• [Source text]:

______________________________

The storm finally broke in March 1875. Desperate for money, a group of the upstarts (including Monet and Renoir) arranged to sell some of their controversial works at the city’s central auction house, the Hôtel Drouot. The event sparked a near riot of outrage. Spectators howled insults at the art and at the artists. As each work came on the block, they mocked it; and then when it sold for pennies—fifty francs for a Monet landscape—they cheered in derision. “That’s for the frame!” one yelled. The auctioneer feared that the frenzied crowd “would take me off to a lunatic asylum,” he recalled. “They treated us like imbeciles!” So ugly did the event become that the organizers had to call the police to prevent the mêlée from breaking out into fistfights.
Two months later, Vincent arrived in Paris.
By then, the firestorm had spread to every corner of the insular, gossipy art world. The young artists and gallery workers who filled the brasseries of Montmartre, where Vincent found an apartment, could talk of nothing else. The artists at the center of the storm gathered almost nightly at cafés—first the Guerbois, then the Nouvelle-Athènes—only blocks from the Goupil gallery on the rue Chaptal, where Vincent worked. At the Moulin de la Galette, not far from Vincent’s apartment, Renoir set up his easel to paint couples waltzing in the dappled light under the trees. On any given night, in any of the scores of music halls and nightclubs within a few minutes’ walk of Vincent’s room, or in any of the cheap local cafés frequented by young dancers, Degas could be seen with sketchpad in hand.
Vincent’s frequent route to the other Goupil stores passed the studios of Renoir and Manet. When the Salon of 1875 rejected one of Manet’s works, he invited the public to come to his studio and see it for themselves—and thousands did. Near the Goupil store on the avenue de l’Opéra, who could have missed the banners of the Durand-Ruel gallery beckoning the public to view the Impressionists’ latest scandals: Degas’s strangely informal portrait of workaday life, Cotton Exchange, and Monet’s startling image of his wife in a bright red Japanese kimono? In June, Vincent visited the site of the infamous auction debacle, the Hôtel Drouot, not far from the Goupil store on the boulevard Montmartre. On one of his many trips to the area he no doubt passed a young stockbroker (and early Impressionist collector) named Paul Gauguin, who worked at the nearby Bourse and painted in his spare time.

______________________________

• [Recorded data]:
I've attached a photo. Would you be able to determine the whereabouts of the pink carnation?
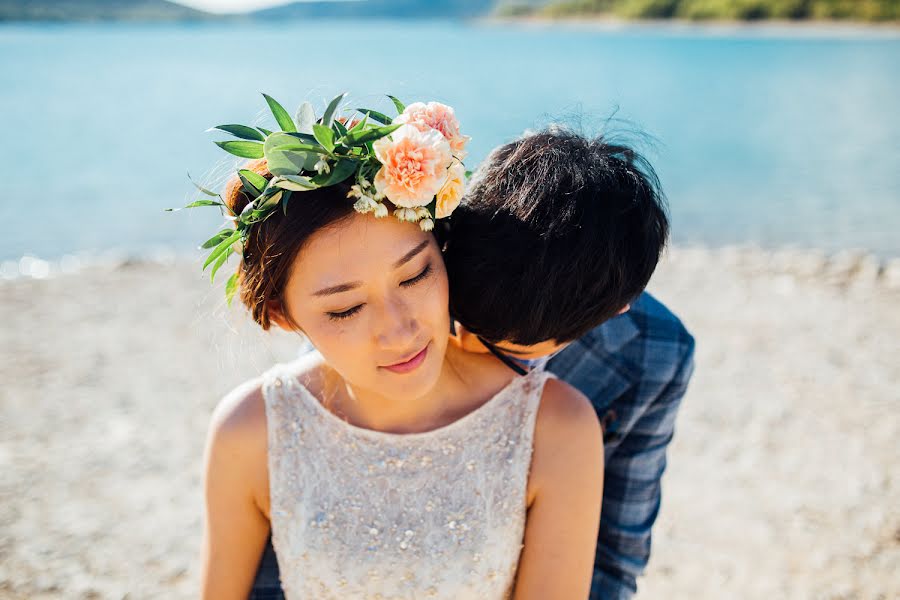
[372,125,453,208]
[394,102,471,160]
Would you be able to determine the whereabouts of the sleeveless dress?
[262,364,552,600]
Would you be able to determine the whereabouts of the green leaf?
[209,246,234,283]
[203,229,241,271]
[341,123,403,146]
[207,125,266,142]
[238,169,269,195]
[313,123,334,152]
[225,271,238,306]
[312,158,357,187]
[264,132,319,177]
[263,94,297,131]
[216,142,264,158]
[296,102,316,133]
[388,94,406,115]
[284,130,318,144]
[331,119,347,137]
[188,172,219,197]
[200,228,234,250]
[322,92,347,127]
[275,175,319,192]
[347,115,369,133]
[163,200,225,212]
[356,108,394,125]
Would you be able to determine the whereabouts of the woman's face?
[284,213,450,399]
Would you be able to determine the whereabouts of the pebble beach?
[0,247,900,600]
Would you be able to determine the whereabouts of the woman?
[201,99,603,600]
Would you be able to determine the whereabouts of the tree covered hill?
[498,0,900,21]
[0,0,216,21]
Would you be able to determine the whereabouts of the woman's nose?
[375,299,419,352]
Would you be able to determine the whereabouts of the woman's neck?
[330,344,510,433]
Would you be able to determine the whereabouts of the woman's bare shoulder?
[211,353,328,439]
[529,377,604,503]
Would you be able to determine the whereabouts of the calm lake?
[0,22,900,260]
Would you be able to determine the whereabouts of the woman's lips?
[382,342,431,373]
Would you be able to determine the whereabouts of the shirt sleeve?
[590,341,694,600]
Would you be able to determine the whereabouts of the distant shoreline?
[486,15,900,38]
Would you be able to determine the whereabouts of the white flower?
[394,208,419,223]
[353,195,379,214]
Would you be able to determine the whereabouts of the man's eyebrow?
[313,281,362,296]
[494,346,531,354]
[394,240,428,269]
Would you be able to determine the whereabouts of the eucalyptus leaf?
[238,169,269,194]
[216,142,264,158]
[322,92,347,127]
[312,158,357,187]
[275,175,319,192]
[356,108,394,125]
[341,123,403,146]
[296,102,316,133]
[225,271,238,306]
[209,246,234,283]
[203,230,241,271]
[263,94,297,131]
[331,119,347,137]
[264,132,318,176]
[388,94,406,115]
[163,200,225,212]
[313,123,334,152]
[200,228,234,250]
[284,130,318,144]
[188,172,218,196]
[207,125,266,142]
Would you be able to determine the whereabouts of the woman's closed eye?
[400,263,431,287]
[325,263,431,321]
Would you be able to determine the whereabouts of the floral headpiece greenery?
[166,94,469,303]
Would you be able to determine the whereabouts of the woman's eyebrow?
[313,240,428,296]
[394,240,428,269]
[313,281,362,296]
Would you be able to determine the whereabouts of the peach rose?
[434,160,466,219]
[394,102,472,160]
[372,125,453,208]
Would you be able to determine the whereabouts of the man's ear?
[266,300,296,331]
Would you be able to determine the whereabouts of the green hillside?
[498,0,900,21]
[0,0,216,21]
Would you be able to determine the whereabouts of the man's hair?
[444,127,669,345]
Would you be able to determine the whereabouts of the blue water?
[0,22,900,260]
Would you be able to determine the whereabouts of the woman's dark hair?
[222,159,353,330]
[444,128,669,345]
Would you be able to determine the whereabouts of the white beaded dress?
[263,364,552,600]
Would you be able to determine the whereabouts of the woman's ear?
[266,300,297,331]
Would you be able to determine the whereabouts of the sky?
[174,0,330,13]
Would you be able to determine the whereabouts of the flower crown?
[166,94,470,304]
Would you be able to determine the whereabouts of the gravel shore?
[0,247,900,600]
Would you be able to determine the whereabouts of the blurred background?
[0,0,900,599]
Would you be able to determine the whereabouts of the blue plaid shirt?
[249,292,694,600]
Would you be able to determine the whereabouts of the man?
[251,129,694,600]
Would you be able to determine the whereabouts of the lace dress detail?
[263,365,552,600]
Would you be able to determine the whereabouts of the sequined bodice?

______________________________

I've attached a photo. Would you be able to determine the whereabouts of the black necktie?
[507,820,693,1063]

______________________________

• [To do]: In the passage about Vincent's arrival in Paris, what price did a Monet landscape sell for at the March 1875 auction?

• [Complete response]: Fifty francs.